**What you are asked to do:** Convert the lines below into a Markdown table with two columns, Row and Line, numbering each nonblank line in order and omitting blank lines.

Stored entries

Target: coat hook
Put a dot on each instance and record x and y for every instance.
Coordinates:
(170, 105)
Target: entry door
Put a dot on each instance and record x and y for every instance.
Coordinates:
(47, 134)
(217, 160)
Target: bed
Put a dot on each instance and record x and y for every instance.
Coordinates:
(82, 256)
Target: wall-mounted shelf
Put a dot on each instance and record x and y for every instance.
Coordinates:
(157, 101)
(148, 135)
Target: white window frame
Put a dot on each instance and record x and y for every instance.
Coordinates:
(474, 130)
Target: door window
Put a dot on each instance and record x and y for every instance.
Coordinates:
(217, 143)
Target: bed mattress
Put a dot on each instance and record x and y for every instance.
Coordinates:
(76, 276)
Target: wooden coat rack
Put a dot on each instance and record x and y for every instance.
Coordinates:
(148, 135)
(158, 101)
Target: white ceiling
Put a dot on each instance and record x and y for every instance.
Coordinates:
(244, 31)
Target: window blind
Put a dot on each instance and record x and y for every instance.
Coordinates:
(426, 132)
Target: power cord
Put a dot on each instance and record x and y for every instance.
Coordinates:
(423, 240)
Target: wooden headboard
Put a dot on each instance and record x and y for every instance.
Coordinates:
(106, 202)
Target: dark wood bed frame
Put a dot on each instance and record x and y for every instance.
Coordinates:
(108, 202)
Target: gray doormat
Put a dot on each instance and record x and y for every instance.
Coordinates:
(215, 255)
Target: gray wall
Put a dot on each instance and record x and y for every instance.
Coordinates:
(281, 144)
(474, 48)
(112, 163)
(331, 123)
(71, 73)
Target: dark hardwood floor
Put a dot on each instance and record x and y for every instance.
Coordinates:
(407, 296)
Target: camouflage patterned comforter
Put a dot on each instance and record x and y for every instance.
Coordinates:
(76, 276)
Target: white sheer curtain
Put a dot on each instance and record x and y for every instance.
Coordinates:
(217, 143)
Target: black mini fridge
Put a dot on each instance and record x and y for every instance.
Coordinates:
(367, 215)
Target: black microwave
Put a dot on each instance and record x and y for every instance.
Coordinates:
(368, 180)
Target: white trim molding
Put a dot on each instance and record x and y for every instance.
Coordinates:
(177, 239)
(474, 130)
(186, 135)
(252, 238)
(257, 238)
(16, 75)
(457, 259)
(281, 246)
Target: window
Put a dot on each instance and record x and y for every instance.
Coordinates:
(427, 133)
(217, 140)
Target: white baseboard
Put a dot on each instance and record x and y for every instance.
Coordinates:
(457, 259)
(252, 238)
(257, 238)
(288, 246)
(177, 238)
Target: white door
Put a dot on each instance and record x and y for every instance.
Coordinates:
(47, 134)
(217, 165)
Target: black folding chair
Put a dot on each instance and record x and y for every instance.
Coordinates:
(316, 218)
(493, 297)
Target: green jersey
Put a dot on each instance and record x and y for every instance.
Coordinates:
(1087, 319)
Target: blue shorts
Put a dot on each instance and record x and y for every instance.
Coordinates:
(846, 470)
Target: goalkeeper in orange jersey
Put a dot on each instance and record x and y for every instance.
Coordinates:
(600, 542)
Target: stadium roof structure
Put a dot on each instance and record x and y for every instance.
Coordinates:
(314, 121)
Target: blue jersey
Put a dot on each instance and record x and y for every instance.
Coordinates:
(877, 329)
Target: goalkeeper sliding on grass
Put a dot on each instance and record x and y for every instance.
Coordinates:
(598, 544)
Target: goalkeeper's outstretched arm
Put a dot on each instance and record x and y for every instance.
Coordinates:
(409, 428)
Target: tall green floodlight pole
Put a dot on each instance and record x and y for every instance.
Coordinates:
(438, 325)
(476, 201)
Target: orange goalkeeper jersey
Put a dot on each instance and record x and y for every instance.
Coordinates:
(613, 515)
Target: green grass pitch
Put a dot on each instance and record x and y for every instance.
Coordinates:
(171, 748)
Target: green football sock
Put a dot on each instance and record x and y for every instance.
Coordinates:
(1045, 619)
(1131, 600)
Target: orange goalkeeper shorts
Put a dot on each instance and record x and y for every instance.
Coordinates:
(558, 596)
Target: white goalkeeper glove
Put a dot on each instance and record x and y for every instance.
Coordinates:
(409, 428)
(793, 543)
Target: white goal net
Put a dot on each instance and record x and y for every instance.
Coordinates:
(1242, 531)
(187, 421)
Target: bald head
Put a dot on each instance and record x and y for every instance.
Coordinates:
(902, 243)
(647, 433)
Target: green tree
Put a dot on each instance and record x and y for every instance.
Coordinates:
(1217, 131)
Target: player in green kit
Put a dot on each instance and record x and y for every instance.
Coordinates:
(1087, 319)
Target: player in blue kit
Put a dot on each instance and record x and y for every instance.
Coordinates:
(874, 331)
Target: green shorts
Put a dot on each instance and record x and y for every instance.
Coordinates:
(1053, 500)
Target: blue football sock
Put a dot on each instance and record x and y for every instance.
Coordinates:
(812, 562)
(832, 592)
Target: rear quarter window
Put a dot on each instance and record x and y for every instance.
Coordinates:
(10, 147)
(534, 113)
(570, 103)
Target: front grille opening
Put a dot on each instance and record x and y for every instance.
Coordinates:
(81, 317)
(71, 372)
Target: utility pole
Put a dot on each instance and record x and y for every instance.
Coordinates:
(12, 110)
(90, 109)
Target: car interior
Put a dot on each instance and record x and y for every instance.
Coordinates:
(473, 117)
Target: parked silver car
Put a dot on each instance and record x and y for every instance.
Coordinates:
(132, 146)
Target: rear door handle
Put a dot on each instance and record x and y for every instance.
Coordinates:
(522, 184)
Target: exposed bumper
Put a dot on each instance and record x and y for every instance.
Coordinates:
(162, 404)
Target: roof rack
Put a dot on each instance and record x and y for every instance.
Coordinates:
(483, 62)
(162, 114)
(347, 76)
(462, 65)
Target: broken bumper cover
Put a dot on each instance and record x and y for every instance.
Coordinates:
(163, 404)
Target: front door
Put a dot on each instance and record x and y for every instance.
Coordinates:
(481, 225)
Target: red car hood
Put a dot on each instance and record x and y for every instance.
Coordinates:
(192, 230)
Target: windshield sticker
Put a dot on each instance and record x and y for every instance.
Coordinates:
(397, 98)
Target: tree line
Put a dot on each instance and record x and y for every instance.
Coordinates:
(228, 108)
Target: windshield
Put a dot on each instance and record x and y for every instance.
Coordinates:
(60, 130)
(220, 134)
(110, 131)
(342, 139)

**Exercise solution:**
| Row | Line |
|---|---|
| 1 | Target: coat hook |
| 2 | Put a dot on each instance and record x and y for every instance. |
| 3 | Coordinates: |
| 4 | (170, 105) |
| 5 | Target: entry door |
| 6 | Put a dot on each instance and record x and y for every instance. |
| 7 | Coordinates: |
| 8 | (47, 134) |
| 9 | (217, 160) |
| 10 | Target: bed |
| 11 | Put a dot on each instance and record x and y for every instance. |
| 12 | Coordinates: |
| 13 | (82, 256) |
| 14 | Target: wall-mounted shelf |
| 15 | Put a dot on each instance and record x and y for every instance. |
| 16 | Coordinates: |
| 17 | (157, 101) |
| 18 | (148, 135) |
| 19 | Target: white window frame |
| 20 | Put a dot on each instance and record x and y for every instance. |
| 21 | Coordinates: |
| 22 | (474, 130) |
| 23 | Target: door window |
| 24 | Put a dot on each instance and record x and y for every instance. |
| 25 | Coordinates: |
| 26 | (217, 143) |
| 27 | Target: bed mattress |
| 28 | Put a dot on each instance and record x and y for every instance. |
| 29 | Coordinates: |
| 30 | (76, 276) |
| 31 | Target: wooden coat rack |
| 32 | Put a dot on each instance and record x and y for every instance. |
| 33 | Coordinates: |
| 34 | (148, 135) |
| 35 | (158, 101) |
| 36 | Target: white ceiling |
| 37 | Put a dot on each instance and record x and y for every instance. |
| 38 | Coordinates: |
| 39 | (244, 31) |
| 40 | Target: window blind |
| 41 | Put a dot on each instance and record x and y for every instance. |
| 42 | Coordinates: |
| 43 | (426, 132) |
| 44 | Target: power cord |
| 45 | Put a dot on each instance and record x and y for every instance. |
| 46 | Coordinates: |
| 47 | (423, 240) |
| 48 | Target: wooden headboard |
| 49 | Put a dot on each instance and record x and y for every instance. |
| 50 | Coordinates: |
| 51 | (106, 202) |
| 52 | Target: dark wood bed frame |
| 53 | Put a dot on each instance and record x and y for every instance. |
| 54 | Coordinates: |
| 55 | (108, 202) |
| 56 | Target: gray doormat |
| 57 | Put a dot on each instance and record x and y for every instance. |
| 58 | Coordinates: |
| 59 | (215, 255) |
| 60 | Target: gray wall |
| 61 | Put a dot on each instance and record x and y for every instance. |
| 62 | Coordinates: |
| 63 | (281, 144) |
| 64 | (474, 48) |
| 65 | (112, 163) |
| 66 | (331, 123) |
| 67 | (71, 73) |
| 68 | Target: dark hardwood floor |
| 69 | Put a dot on each instance and record x and y for every instance. |
| 70 | Coordinates: |
| 71 | (407, 296) |
| 72 | Target: camouflage patterned comforter |
| 73 | Put a dot on each instance and record x and y for every instance. |
| 74 | Coordinates: |
| 75 | (76, 276) |
| 76 | Target: white sheer curtain |
| 77 | Put a dot on each instance and record x and y for every instance. |
| 78 | Coordinates: |
| 79 | (217, 143) |
| 80 | Target: black mini fridge |
| 81 | Put a dot on each instance and record x and y for every instance. |
| 82 | Coordinates: |
| 83 | (367, 215) |
| 84 | Target: black microwave |
| 85 | Put a dot on each instance and record x and y for every instance. |
| 86 | Coordinates: |
| 87 | (368, 180) |
| 88 | Target: white trim molding |
| 89 | Put a dot on each instance and record x and y for every instance. |
| 90 | Coordinates: |
| 91 | (177, 239) |
| 92 | (474, 130) |
| 93 | (186, 135) |
| 94 | (252, 238) |
| 95 | (257, 238) |
| 96 | (16, 75) |
| 97 | (457, 259) |
| 98 | (281, 246) |
| 99 | Target: window |
| 100 | Put a dot on each instance and record x and y for every instance. |
| 101 | Coordinates: |
| 102 | (427, 133) |
| 103 | (217, 140) |
| 104 | Target: white baseboard |
| 105 | Put a dot on each instance and record x and y for every instance. |
| 106 | Coordinates: |
| 107 | (457, 259) |
| 108 | (252, 238) |
| 109 | (257, 238) |
| 110 | (288, 246) |
| 111 | (177, 238) |
| 112 | Target: white door |
| 113 | Put a dot on each instance and record x and y for every instance. |
| 114 | Coordinates: |
| 115 | (47, 134) |
| 116 | (217, 165) |
| 117 | Target: black folding chair |
| 118 | Put a dot on each instance and record x and y for every instance. |
| 119 | Coordinates: |
| 120 | (316, 218) |
| 121 | (493, 297) |
| 122 | Target: green jersey |
| 123 | Put a dot on each instance and record x and y for every instance. |
| 124 | Coordinates: |
| 125 | (1087, 319) |
| 126 | Target: blue shorts |
| 127 | Put a dot on each instance and record x and y for every instance. |
| 128 | Coordinates: |
| 129 | (846, 470) |
| 130 | Target: goalkeeper in orange jersey |
| 131 | Put a dot on each instance and record x and y for every instance. |
| 132 | Coordinates: |
| 133 | (600, 542) |
| 134 | Target: stadium roof structure |
| 135 | Put a dot on each instance and record x and y for every instance. |
| 136 | Coordinates: |
| 137 | (314, 121) |
| 138 | Target: blue jersey |
| 139 | Put a dot on each instance and record x and y for every instance. |
| 140 | Coordinates: |
| 141 | (877, 329) |
| 142 | Target: goalkeeper sliding on grass |
| 143 | Put a dot on each instance and record x and y for every instance. |
| 144 | Coordinates: |
| 145 | (598, 544) |
| 146 | Target: goalkeeper's outstretched arm |
| 147 | Put a dot on each instance and record x and y for every instance. |
| 148 | Coordinates: |
| 149 | (409, 428) |
| 150 | Target: tall green floodlight pole |
| 151 | Put a dot on each instance and record x and y for every instance. |
| 152 | Coordinates: |
| 153 | (438, 325) |
| 154 | (476, 201) |
| 155 | Target: orange goalkeeper jersey |
| 156 | Put a dot on each instance and record x and y for every instance. |
| 157 | Coordinates: |
| 158 | (613, 515) |
| 159 | Target: green grass pitch |
| 160 | Put a dot on each instance and record x and y for every instance. |
| 161 | Coordinates: |
| 162 | (171, 748) |
| 163 | Target: green football sock |
| 164 | Put a dot on each instance and record x and y for every instance. |
| 165 | Coordinates: |
| 166 | (1045, 619) |
| 167 | (1131, 600) |
| 168 | Target: orange goalkeeper shorts |
| 169 | Put a dot on each instance and record x and y for every instance. |
| 170 | Coordinates: |
| 171 | (558, 596) |
| 172 | Target: white goalkeeper glove |
| 173 | Put a dot on each instance and record x and y for every instance. |
| 174 | Coordinates: |
| 175 | (409, 428) |
| 176 | (793, 543) |
| 177 | Target: white goal net |
| 178 | Put a dot on each instance and record x and y for every instance. |
| 179 | Coordinates: |
| 180 | (1242, 531) |
| 181 | (187, 421) |
| 182 | Target: bald head |
| 183 | Put a dot on each instance and record x and y for every instance. |
| 184 | Coordinates: |
| 185 | (902, 243) |
| 186 | (647, 433) |
| 187 | Target: green tree |
| 188 | Put a dot on each instance and record x and y for every instance. |
| 189 | Coordinates: |
| 190 | (1217, 131) |
| 191 | Target: player in green kit |
| 192 | Put a dot on each instance and record x and y for every instance. |
| 193 | Coordinates: |
| 194 | (1087, 319) |
| 195 | Target: player in blue kit |
| 196 | Put a dot on each instance and record x and y for every instance. |
| 197 | Coordinates: |
| 198 | (874, 331) |
| 199 | Target: green shorts |
| 200 | Put a dot on each instance and record x and y for every instance. |
| 201 | Coordinates: |
| 202 | (1053, 500) |
| 203 | Target: blue football sock |
| 204 | Put a dot on each instance and record x and y for every instance. |
| 205 | Coordinates: |
| 206 | (812, 562) |
| 207 | (832, 592) |
| 208 | Target: rear quarter window |
| 209 | Put a dot on each instance and record x and y for every instance. |
| 210 | Coordinates: |
| 211 | (10, 147) |
| 212 | (534, 113) |
| 213 | (570, 103) |
| 214 | Target: front grille opening |
| 215 | Put a dot on each instance and record x and y for every instance. |
| 216 | Coordinates: |
| 217 | (81, 317) |
| 218 | (71, 372) |
| 219 | Target: utility pole |
| 220 | Put a dot on each instance and record x and y for every instance. |
| 221 | Coordinates: |
| 222 | (12, 110) |
| 223 | (90, 109) |
| 224 | Target: car interior |
| 225 | Put a dot on each instance and record x and y for every instance. |
| 226 | Coordinates: |
| 227 | (473, 117) |
| 228 | Target: parked silver car |
| 229 | Put a dot on each instance and record x and y for every instance. |
| 230 | Coordinates: |
| 231 | (132, 146) |
| 232 | Target: rear door handle |
| 233 | Put a dot on each instance and record x and y for every instance. |
| 234 | Coordinates: |
| 235 | (522, 184) |
| 236 | Target: exposed bumper |
| 237 | Put a dot on each instance and record x and y for every instance. |
| 238 | Coordinates: |
| 239 | (162, 404) |
| 240 | Target: roof rack |
| 241 | Put a dot on each instance and record x and y for every instance. |
| 242 | Coordinates: |
| 243 | (483, 62) |
| 244 | (162, 114) |
| 245 | (347, 76) |
| 246 | (462, 65) |
| 247 | Target: broken bumper cover |
| 248 | Put a dot on each instance and record x and y for every instance. |
| 249 | Coordinates: |
| 250 | (163, 404) |
| 251 | Target: front door |
| 252 | Put a dot on each instance and record x and y for every instance. |
| 253 | Coordinates: |
| 254 | (481, 225) |
| 255 | Target: red car hood |
| 256 | Put a dot on each instance and record x and y for every instance. |
| 257 | Coordinates: |
| 258 | (192, 230) |
| 259 | Target: windshield sticker |
| 260 | Put a dot on each instance and record x and y for every instance. |
| 261 | Coordinates: |
| 262 | (397, 98) |
| 263 | Target: tree line |
| 264 | Put a dot on each instance and record x and y for every instance. |
| 265 | Coordinates: |
| 266 | (228, 108) |
| 267 | Target: windshield |
| 268 | Put a dot on each instance and record x and y for every instance. |
| 269 | Coordinates: |
| 270 | (60, 130) |
| 271 | (220, 134) |
| 272 | (110, 131) |
| 273 | (342, 139) |